START Records for processing
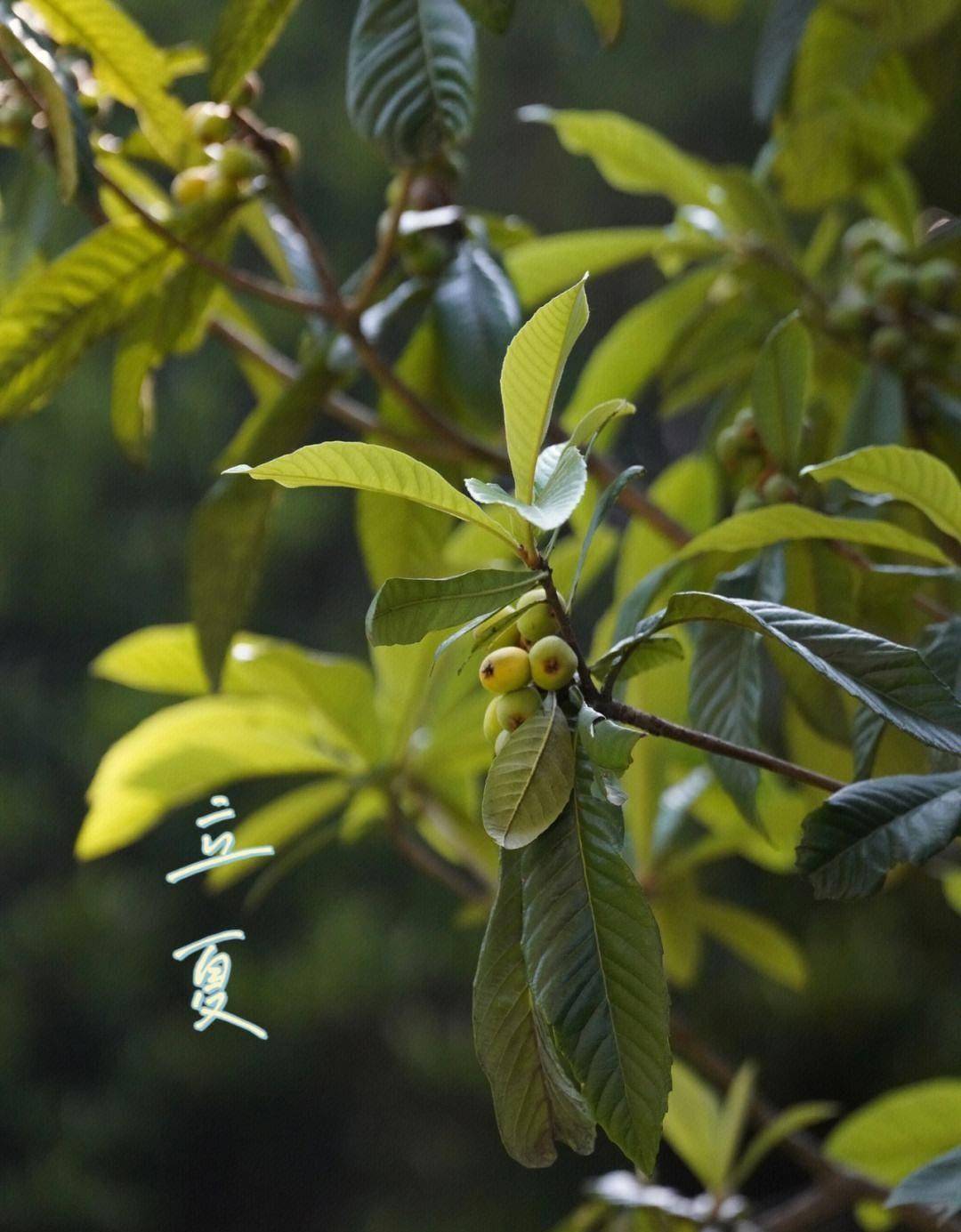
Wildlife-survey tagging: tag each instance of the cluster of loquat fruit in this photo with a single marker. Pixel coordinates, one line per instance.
(526, 659)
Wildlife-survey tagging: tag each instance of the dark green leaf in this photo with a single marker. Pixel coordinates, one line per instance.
(534, 1099)
(246, 32)
(860, 833)
(477, 314)
(595, 965)
(530, 780)
(406, 608)
(412, 72)
(779, 391)
(938, 1184)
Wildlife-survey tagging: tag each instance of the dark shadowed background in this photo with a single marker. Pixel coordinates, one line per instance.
(366, 1110)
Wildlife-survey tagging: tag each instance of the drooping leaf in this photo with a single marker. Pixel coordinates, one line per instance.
(477, 314)
(412, 73)
(892, 680)
(534, 1099)
(189, 749)
(127, 63)
(913, 476)
(406, 608)
(594, 959)
(246, 29)
(531, 374)
(372, 468)
(530, 780)
(631, 354)
(859, 834)
(937, 1184)
(779, 391)
(546, 264)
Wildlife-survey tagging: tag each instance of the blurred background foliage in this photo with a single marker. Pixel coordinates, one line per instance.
(366, 1109)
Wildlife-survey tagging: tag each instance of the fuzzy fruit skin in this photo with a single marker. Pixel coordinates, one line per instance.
(493, 726)
(553, 663)
(516, 707)
(505, 669)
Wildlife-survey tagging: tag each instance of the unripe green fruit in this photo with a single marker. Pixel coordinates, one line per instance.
(493, 727)
(535, 618)
(894, 285)
(505, 669)
(553, 663)
(935, 280)
(192, 185)
(210, 121)
(889, 342)
(516, 707)
(238, 162)
(778, 488)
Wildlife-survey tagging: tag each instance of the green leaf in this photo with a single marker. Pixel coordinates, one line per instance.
(755, 939)
(406, 608)
(544, 265)
(777, 524)
(608, 16)
(372, 468)
(534, 1099)
(905, 1129)
(554, 502)
(890, 679)
(594, 957)
(246, 29)
(791, 1120)
(477, 314)
(938, 1184)
(280, 822)
(531, 374)
(186, 751)
(127, 64)
(412, 76)
(779, 391)
(606, 502)
(634, 351)
(864, 831)
(912, 476)
(530, 780)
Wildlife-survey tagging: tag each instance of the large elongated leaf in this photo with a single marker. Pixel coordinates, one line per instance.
(246, 32)
(412, 72)
(594, 960)
(779, 391)
(634, 351)
(531, 374)
(127, 63)
(546, 264)
(477, 314)
(890, 679)
(372, 468)
(535, 1101)
(907, 474)
(530, 780)
(859, 834)
(406, 608)
(186, 751)
(762, 527)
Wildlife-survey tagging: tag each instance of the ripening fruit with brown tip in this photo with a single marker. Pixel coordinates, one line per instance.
(516, 707)
(505, 669)
(553, 663)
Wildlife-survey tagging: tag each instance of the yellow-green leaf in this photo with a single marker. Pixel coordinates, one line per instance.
(372, 468)
(532, 368)
(912, 476)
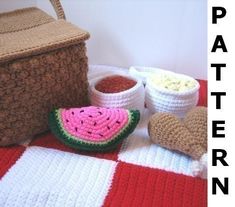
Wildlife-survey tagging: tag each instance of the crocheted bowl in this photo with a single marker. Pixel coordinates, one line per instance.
(159, 99)
(132, 98)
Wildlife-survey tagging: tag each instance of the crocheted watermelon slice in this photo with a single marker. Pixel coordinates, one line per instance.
(93, 128)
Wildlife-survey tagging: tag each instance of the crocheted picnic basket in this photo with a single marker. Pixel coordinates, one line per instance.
(43, 65)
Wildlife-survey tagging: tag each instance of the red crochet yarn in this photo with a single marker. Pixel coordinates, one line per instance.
(115, 84)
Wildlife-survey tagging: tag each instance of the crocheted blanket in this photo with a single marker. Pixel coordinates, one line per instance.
(44, 172)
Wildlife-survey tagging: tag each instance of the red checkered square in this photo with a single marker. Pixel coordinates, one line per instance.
(8, 157)
(135, 186)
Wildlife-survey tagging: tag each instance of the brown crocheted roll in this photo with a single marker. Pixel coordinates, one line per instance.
(168, 131)
(196, 122)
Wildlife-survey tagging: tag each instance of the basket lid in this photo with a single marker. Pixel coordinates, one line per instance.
(31, 31)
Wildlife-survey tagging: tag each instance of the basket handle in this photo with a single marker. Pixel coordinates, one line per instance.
(58, 9)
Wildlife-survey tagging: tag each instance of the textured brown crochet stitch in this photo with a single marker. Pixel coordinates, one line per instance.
(168, 131)
(43, 65)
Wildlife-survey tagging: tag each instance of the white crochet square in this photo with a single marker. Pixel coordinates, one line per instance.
(138, 149)
(48, 177)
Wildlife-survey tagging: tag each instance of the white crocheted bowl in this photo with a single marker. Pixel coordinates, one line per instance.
(159, 99)
(132, 98)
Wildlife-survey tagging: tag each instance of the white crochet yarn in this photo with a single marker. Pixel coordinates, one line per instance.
(132, 98)
(199, 167)
(159, 99)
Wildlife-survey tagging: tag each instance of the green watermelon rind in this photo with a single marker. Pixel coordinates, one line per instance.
(57, 129)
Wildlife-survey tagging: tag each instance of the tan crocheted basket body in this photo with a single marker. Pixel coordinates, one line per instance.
(43, 65)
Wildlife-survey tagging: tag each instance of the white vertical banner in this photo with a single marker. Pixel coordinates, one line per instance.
(223, 194)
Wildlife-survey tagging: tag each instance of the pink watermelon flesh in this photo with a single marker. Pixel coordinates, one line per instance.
(93, 128)
(92, 123)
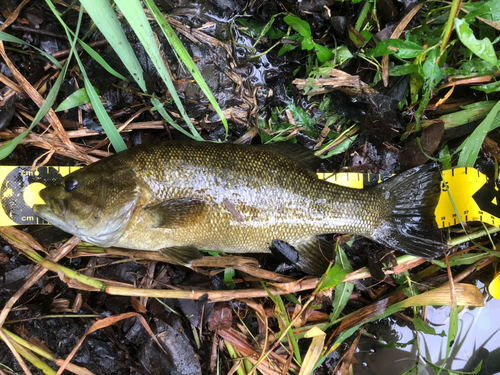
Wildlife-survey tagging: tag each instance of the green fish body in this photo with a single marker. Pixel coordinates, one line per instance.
(177, 197)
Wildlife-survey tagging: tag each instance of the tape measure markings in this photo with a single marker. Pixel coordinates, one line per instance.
(475, 197)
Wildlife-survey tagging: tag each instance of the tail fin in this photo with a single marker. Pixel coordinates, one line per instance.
(412, 225)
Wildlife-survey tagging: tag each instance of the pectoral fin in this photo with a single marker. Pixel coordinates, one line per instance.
(177, 213)
(315, 255)
(183, 255)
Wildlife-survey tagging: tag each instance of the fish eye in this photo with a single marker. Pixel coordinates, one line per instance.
(70, 184)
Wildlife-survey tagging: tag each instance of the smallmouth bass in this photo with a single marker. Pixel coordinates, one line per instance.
(178, 197)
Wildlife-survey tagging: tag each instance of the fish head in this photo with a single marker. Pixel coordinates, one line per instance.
(95, 203)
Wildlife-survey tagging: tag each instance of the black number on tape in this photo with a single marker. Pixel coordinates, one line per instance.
(488, 198)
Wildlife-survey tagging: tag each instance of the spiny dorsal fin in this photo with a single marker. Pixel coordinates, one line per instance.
(177, 213)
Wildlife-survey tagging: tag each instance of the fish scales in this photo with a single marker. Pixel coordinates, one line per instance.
(277, 198)
(236, 199)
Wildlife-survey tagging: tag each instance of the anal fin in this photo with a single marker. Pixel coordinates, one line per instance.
(311, 256)
(315, 255)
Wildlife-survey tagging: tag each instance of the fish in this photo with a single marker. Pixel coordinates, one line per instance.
(179, 197)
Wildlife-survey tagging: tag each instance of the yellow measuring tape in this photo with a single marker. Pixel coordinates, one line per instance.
(19, 192)
(474, 196)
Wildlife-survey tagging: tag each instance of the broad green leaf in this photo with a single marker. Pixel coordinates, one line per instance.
(473, 143)
(481, 48)
(333, 278)
(133, 12)
(79, 97)
(10, 38)
(114, 137)
(285, 48)
(488, 88)
(301, 26)
(7, 147)
(340, 148)
(462, 259)
(431, 71)
(100, 60)
(324, 54)
(105, 18)
(342, 294)
(266, 28)
(402, 70)
(401, 48)
(307, 44)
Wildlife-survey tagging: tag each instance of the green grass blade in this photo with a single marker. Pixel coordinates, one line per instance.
(100, 60)
(105, 18)
(183, 54)
(9, 38)
(9, 146)
(133, 12)
(79, 97)
(473, 143)
(114, 137)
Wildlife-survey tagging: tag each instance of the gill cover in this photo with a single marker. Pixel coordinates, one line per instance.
(95, 203)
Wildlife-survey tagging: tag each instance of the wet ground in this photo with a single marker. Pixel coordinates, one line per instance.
(253, 89)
END Records for processing
The problem
From the line containing "Wildlife-survey tagging: tag each instance of the gill" down to the last line of the data, transcribe every line exactly; nothing else should appear.

Exercise result
Wildlife-survey tagging: tag each instance of the gill cover in this photo with a single marker. Pixel coordinates, one line per instance.
(95, 203)
Wildlife-survey tagging: tag each instance of the wet ground in this photo with a single marker. Pixel coordinates, one line per instance.
(253, 89)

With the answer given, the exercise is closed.